> **Work required**: Retype each of the following rows with no changes at all.

> **Recorded information**:
↓
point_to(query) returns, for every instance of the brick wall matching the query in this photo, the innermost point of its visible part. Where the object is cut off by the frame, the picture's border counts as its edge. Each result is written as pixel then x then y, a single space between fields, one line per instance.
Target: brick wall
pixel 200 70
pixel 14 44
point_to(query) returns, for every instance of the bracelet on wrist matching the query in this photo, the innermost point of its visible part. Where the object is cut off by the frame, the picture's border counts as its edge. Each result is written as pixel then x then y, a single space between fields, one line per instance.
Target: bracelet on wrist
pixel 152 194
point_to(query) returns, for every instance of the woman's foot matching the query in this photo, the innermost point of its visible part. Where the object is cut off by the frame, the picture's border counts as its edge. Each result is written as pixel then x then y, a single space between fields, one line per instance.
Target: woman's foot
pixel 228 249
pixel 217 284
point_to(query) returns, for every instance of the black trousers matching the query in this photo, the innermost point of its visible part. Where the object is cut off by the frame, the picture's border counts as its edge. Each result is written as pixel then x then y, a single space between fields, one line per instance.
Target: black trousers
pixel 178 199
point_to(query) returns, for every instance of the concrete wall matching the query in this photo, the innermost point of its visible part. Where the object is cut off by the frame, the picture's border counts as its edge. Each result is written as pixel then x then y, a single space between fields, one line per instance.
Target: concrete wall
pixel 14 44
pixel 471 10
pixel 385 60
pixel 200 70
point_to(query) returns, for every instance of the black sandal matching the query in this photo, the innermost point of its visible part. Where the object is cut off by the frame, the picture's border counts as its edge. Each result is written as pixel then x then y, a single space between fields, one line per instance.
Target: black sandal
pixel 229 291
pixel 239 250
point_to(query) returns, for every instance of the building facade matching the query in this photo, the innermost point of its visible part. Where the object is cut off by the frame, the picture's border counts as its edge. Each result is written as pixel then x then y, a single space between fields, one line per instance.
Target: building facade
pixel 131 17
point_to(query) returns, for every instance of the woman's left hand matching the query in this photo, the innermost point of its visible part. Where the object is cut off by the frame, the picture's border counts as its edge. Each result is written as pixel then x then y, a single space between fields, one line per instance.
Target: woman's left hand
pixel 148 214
↑
> **The result**:
point_to(query) returns, for every instance of the brick wall matching the query in this photo, the innermost point of its visible part. Where the object is cut off by the frame, the picture's border counts as its edge. Each result is written as pixel then x then y, a single space between fields, one line per instance.
Target: brick wall
pixel 200 70
pixel 14 44
point_to(query) returns, for every instance of the bracelet on wrist matching the query in this photo, the innermost point of its visible part. Where the object is cut off by the frame, the picture's border counts as its edge. Each result is written as pixel then x then y, a single space between fields, one line per instance.
Target: bracelet on wrist
pixel 152 194
point_to(query) returns, for every instance of the woman's foot matching the query in this photo, the innermost point of its visible part. Where the object is cut off by the frame, the picture's border counts as its edge. Each result is written as pixel then x then y, a single space between fields, one line per instance.
Target: woman's foot
pixel 228 249
pixel 217 284
point_to(query) returns, for every instance of the black trousers matching the query in this photo, the innermost point of its visible part. Where the object is cut off by the frame, the picture's border counts as its edge. Each result is written as pixel then x then y, a single space between fields, one line per instance.
Target: black trousers
pixel 178 199
point_to(query) returns, for every instance of the concrete wall matching the query in this photo, the innermost point of its visible part. Where the object is cut off by the frame, the picture's border counts as its edge. Each result is written as pixel then x then y, a single space between fields, one line per instance.
Target: concrete wall
pixel 14 44
pixel 471 10
pixel 385 60
pixel 200 70
point_to(query) returns, for every instance of the black sandal matching the query in this photo, the innermost point of its visible part. Where the object is cut off by the frame, the picture's border counts as its edge. Each result is written as pixel then x then y, a single space between fields, one line per instance.
Target: black sandal
pixel 229 291
pixel 239 250
point_to(query) returns, for every instance of the building facade matching the query in this photo, the innermost point of its visible part. Where the object is cut off by the frame, the picture's border counts as its edge. Each result is written as pixel then x then y, a single space between fields, one line per instance.
Target: building facade
pixel 131 17
point_to(query) returns, for every instance of the woman's left hand matching the query in this photo, the innermost point of its visible part. Where the object is cut off by the frame, the picture's border counts as its edge. Each result is written as pixel then x then y, a single space between fields, one line per instance.
Target: woman's left hand
pixel 148 214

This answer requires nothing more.